**TASK PROMPT**
The records below must be copied in full, exactly as they read.
----- PROVIDED RECORDS -----
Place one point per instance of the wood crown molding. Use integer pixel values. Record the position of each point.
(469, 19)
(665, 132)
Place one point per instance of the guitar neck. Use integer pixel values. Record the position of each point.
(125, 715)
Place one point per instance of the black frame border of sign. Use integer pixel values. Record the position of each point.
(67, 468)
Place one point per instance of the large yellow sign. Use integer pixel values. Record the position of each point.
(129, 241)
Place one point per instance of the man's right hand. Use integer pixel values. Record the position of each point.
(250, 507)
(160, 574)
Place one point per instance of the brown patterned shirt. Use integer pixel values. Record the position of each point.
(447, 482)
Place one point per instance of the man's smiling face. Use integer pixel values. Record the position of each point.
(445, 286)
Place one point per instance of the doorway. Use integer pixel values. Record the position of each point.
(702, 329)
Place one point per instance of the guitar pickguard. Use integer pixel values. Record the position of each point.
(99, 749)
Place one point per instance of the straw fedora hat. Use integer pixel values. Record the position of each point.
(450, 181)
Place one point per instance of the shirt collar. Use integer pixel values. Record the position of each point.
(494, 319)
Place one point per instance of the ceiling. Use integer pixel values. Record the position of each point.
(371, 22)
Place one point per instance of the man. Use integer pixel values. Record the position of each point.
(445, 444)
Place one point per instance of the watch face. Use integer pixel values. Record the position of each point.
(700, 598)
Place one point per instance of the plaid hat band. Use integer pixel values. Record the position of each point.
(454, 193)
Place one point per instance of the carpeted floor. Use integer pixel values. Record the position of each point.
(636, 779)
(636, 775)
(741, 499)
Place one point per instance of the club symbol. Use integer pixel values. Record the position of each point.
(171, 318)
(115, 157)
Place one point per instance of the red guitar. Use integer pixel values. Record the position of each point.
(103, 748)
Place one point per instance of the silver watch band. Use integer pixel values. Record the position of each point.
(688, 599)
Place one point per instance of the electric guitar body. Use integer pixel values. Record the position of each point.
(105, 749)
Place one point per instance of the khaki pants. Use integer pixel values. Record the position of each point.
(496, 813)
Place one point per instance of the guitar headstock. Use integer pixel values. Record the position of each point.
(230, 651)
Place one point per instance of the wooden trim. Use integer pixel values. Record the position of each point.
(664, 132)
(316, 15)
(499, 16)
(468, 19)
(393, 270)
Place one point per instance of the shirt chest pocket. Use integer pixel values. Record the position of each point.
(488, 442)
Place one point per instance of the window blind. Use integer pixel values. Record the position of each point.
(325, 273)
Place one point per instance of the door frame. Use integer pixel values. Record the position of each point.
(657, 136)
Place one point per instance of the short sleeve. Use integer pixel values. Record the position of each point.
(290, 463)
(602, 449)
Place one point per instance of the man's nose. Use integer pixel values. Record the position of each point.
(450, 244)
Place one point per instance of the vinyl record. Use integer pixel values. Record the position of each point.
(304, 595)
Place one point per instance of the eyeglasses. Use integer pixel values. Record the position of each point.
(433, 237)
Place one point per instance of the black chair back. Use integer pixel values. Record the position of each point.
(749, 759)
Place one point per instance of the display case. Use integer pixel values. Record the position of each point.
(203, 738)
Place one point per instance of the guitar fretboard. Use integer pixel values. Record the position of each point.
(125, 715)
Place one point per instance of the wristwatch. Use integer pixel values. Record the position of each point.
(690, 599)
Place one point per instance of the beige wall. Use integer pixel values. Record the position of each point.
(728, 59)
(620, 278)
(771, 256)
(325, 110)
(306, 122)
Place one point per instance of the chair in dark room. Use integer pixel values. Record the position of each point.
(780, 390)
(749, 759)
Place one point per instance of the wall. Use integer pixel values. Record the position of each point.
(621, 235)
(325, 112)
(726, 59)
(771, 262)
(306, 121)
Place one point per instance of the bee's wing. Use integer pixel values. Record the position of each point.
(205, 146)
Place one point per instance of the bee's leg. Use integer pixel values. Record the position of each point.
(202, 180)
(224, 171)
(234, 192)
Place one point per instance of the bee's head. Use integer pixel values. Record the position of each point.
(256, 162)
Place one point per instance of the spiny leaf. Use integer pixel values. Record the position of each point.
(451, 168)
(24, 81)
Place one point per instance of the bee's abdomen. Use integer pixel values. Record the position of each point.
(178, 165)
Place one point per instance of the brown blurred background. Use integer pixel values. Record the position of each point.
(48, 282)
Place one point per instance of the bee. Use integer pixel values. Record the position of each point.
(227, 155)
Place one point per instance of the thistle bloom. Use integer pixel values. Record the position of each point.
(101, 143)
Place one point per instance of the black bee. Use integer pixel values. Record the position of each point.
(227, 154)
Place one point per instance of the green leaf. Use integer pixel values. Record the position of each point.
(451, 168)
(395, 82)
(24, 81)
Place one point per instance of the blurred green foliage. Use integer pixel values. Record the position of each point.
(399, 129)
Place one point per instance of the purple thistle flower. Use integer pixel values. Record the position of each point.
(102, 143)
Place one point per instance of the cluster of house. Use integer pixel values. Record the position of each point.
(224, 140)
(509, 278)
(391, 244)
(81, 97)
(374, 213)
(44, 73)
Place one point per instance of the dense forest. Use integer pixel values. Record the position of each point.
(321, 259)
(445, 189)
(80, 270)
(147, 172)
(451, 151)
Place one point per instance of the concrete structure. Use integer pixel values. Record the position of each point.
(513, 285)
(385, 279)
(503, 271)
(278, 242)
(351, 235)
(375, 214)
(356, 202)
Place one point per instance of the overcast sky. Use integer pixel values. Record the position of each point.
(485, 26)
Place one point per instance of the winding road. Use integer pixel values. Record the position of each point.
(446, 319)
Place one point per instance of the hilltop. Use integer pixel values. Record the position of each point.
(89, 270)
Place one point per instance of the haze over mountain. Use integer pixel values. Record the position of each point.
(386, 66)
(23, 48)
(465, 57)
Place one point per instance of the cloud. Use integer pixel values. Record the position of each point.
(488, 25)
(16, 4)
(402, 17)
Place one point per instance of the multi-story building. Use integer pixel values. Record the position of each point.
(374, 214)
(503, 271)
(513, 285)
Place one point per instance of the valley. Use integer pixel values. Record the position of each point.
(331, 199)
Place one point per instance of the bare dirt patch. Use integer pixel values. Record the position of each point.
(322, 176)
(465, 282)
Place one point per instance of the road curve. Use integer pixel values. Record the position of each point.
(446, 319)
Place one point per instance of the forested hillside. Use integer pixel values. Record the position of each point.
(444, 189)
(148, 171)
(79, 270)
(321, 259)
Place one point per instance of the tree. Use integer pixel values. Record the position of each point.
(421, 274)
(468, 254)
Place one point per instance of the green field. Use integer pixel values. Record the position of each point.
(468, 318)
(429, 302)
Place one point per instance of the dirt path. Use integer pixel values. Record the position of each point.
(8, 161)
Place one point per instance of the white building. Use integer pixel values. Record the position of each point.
-----
**PROBLEM SOLUTION**
Place one point per instance of the wood crown molding. Use integer pixel values. Record the position of each point.
(469, 19)
(665, 132)
Place one point per instance of the guitar neck. Use integer pixel values. Record the position of each point.
(125, 715)
Place one point per instance of the black frame border of sign. Use integer pixel values. Record the position of each point.
(67, 468)
Place one point per instance of the large yellow sign. Use integer pixel values. Record the position of each point.
(129, 241)
Place one point per instance of the man's right hand. Use integer pixel values. Record the position of each point.
(250, 507)
(160, 574)
Place one point per instance of the brown patterned shirt. Use integer pixel values. Record the position of each point.
(447, 482)
Place one point per instance of the man's smiling face. Use integer pixel values. Record the position of each point.
(445, 286)
Place one point per instance of the doorway. Use integer pixel values. Record the position of each point.
(702, 329)
Place one point per instance of the guitar pickguard. Use integer pixel values. Record the position of each point.
(99, 749)
Place one point per instance of the straw fedora hat. Use integer pixel values. Record the position of each point.
(450, 181)
Place one point per instance of the shirt collar. Use integer pixel values. Record the position of each point.
(494, 319)
Place one point per instance of the ceiling. Use integer pixel values. Record the position of each point.
(371, 22)
Place one point per instance of the man. Use integer pixel values. Record the position of each point.
(445, 444)
Place one point per instance of the watch face. Use integer pixel values. Record the position of each point.
(700, 598)
Place one point per instance of the plaid hat band. Use integer pixel values. Record the position of each point.
(454, 193)
Place one point per instance of the carpeted floor. Use integer pixel values. Record the position of each point.
(636, 779)
(636, 775)
(741, 499)
Place one point per instance of the club symbol. Use integer pixel values. Record the position of each point.
(171, 318)
(115, 157)
Place one point per instance of the red guitar. Use integer pixel values. Record the position of each point.
(103, 748)
Place one point per instance of the silver watch band. Use integer pixel values. Record the position of each point.
(688, 599)
Place one point per instance of the electric guitar body. Use integer pixel values. Record the position of each point.
(105, 749)
Place one point per instance of the khaki pants. Use integer pixel values. Record the position of each point.
(496, 813)
Place one point per instance of the guitar headstock. Use integer pixel values. Record the position of each point.
(230, 651)
Place one point per instance of the wooden trim. Use integer pixel values. Record the position of each point.
(664, 132)
(316, 15)
(499, 16)
(468, 19)
(393, 270)
Place one point per instance of the shirt chest pocket. Use integer pixel values. Record the position of each point.
(488, 442)
Place one point per instance of the window blind. Use integer pixel values. Record the position of each point.
(325, 273)
Place one point per instance of the door frame. Use integer pixel values. Record the position of each point.
(657, 136)
Place one point per instance of the short sleeve. Use integer pixel values. Record the position of each point.
(290, 463)
(602, 449)
Place one point per instance of the man's nose. Use integer pixel values. Record the position of each point.
(450, 244)
Place one point per instance of the vinyl record. Use integer pixel values. Record the position of each point.
(304, 595)
Place one point per instance of the eyeglasses. Use integer pixel values. Record the position of each point.
(433, 237)
Place one point per instance of the black chair back. Use integer pixel values. Record the position of each point.
(749, 759)
Place one point per instance of the display case. Use integer pixel values. Record the position of each point.
(203, 738)
Place one point per instance of the guitar fretboard. Use integer pixel values. Record the position of each point.
(125, 715)
Place one point per instance of the wristwatch. Use integer pixel values. Record the position of each point.
(690, 599)
Place one point per instance of the beige wall. Use integer pixel values. Record the position of each point.
(728, 59)
(620, 278)
(771, 256)
(325, 110)
(306, 122)
Place one point per instance of the chair in dark room. Use integer pixel values. Record the position of each point.
(780, 390)
(749, 759)
Place one point per instance of the wall. Use integer pixel values. Record the position of each point.
(621, 235)
(325, 112)
(726, 59)
(771, 262)
(306, 121)
Place one point per instance of the bee's wing. Use integer pixel values. Record the position of each point.
(205, 146)
Place one point per instance of the bee's leg. Use integer pixel values. Record the position of each point.
(202, 180)
(224, 171)
(234, 192)
Place one point per instance of the bee's head. Use integer pixel values. Record the position of each point.
(256, 162)
Place one point per instance of the spiny leaf. Use integer pixel values. Record the position of each point.
(451, 168)
(24, 81)
Place one point per instance of the bee's abdomen. Use integer pixel values. Record the position of each point.
(178, 165)
Place one point per instance of the brown blurred background. Use integer pixel values. Record the position of each point.
(48, 282)
Place one point per instance of the bee. Use integer pixel values. Record the position of each point.
(227, 155)
Place one point per instance of the thistle bloom. Use integer pixel values. Record the position of each point.
(101, 143)
Place one point per instance of the black bee. Use integer pixel values. Record the position of each point.
(227, 154)
Place one point per instance of the green leaf. Use integer pixel values. Record the position of each point.
(451, 168)
(395, 82)
(24, 81)
Place one point per instance of the blurred green foliage. Use integer pixel values. Record the position of each point.
(399, 129)
Place one point per instance of the purple thistle flower. Use integer pixel values. Record the position of each point.
(102, 143)
Place one point per instance of the cluster of house. Use integer pixel values. Record the position of each point.
(224, 140)
(509, 278)
(391, 244)
(81, 97)
(374, 213)
(44, 73)
Place one point per instance of the dense forest. Use integer pixel values. Record the position of each point.
(321, 259)
(445, 189)
(80, 270)
(147, 172)
(451, 151)
Place one point per instance of the concrete structure. Use integer pixel values. Record the position of each point.
(513, 285)
(385, 279)
(503, 271)
(278, 242)
(351, 235)
(375, 214)
(356, 202)
Place one point per instance of the overcast sky. Use integer pixel values. Record the position of each point.
(485, 26)
Place one point per instance of the winding road. Use integer pixel values. Record the position of each point.
(446, 319)
Place one point per instance of the hilltop. Use integer pixel values. Record the position of each point.
(89, 270)
Place one point per instance of the haze over mountain. Use integer pixel values. Record the position of each point.
(386, 66)
(23, 48)
(465, 57)
Place one point per instance of the cloud. Use integer pixel values. Record the position of each point.
(488, 25)
(16, 4)
(402, 17)
Place one point per instance of the multi-story building. Use integer pixel values. Record the position of each point.
(374, 214)
(503, 271)
(513, 285)
Place one point per instance of the valley. Use integer pixel values. Record the position of each point.
(331, 199)
Place one point per instance of the bare dirt patch. Use integer pixel values. Record the position of each point.
(322, 176)
(465, 282)
Place one point per instance of the road curve. Use integer pixel values. Record the position of each point.
(446, 319)
Place one point per instance of the forested hillside. Use integer pixel values. Record the position of each point.
(444, 189)
(148, 171)
(79, 270)
(321, 259)
Place one point per instance of the tree. Use integer pixel values. Record the position of each point.
(421, 274)
(468, 254)
Place one point per instance of the green field. Use integer pixel values. Record the position of each point.
(468, 318)
(429, 302)
Place one point per instance of the dirt path. Use integer pixel values. Record the position of each point.
(8, 161)
Place one point per instance of the white building. Use integer pixel values. Record the position of each point.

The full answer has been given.